From a public relations standpoint, generosity may generate good will and a boost for the bottom line. And of course philanthropy is a welcome contrast to the fraud and business scandals of recent years. Recent studies also indicate other factors coming into play. With former hippies, yippies and campus radicals populating some boardrooms, giving trends at work and home are starting to reflect some of the ‘60s sensibilities from the peace/love Baby Boomer generation.
According to a recent philanthropy study done by a major bank, giving has increased in high-net-worth households over the last five years, and the charitable causes they’re choosing are more humanistic than, say, construction of an arts center or supporting the local symphony. In fact, according to the study commissioned by Bank of America and conducted by the Center on Philanthropy at Indiana University, 86 percent of wealthy donors these days are driven to answer critical needs, such as housing, disaster aftermath and education.

# ENTRIES PROVIDED:
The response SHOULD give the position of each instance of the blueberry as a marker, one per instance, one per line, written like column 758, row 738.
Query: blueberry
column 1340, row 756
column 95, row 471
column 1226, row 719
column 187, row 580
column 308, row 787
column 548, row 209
---
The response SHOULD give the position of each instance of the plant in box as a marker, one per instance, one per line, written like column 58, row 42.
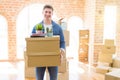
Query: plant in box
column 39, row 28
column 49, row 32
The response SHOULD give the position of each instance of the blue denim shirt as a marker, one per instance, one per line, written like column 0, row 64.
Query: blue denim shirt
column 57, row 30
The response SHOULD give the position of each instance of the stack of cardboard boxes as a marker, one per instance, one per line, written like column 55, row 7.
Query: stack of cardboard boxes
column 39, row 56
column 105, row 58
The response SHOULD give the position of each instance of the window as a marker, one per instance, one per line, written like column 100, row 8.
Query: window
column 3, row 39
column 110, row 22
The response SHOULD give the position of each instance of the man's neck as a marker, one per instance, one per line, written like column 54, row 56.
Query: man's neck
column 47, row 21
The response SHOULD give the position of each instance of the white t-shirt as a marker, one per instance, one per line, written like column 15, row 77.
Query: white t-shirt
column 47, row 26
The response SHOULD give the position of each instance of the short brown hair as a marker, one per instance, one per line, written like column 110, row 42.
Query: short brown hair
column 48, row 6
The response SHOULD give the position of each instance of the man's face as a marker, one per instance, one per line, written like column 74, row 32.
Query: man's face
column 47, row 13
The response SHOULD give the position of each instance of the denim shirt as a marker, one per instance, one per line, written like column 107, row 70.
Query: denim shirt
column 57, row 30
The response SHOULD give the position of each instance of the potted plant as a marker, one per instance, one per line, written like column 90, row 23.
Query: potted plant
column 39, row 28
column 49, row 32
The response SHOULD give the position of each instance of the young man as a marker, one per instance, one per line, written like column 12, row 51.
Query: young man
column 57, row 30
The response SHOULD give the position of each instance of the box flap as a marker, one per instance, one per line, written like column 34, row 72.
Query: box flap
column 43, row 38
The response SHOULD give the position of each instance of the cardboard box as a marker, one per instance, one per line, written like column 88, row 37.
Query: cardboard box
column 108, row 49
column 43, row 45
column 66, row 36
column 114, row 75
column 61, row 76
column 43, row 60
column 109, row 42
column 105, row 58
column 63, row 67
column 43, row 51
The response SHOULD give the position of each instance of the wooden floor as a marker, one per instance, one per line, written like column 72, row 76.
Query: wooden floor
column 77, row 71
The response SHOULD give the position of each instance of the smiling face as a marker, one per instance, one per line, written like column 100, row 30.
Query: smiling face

# REQUEST:
List the critical needs that the philanthropy passage names as examples of what wealthy donors are driven to answer. The rows play no part in what comes next.

# TASK OUTPUT:
housing, disaster aftermath, education